> _EXERCISE INSTRUCTIONS_: In the rows below, change every "Pointer output" to "Points" and write out all the rows again with nothing else altered.

-- START --

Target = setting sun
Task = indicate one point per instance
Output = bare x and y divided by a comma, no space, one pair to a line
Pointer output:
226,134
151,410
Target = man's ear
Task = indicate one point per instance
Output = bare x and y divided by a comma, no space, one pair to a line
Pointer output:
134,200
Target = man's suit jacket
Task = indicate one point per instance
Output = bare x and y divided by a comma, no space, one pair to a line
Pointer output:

-- END --

> _REPLY TO THE EXERCISE_:
Target = setting sun
Task = indicate one point per instance
Output = bare x and y divided by a comma, no space, one pair to a line
Points:
226,134
151,410
Target = man's ear
Task = indicate one point per instance
Output = bare x and y divided by a comma, no space, one pair to a line
Points:
134,200
Target = man's suit jacket
Task = indicate one point per instance
Output = bare x and y divided by a comma, no space, one pair to a line
Points:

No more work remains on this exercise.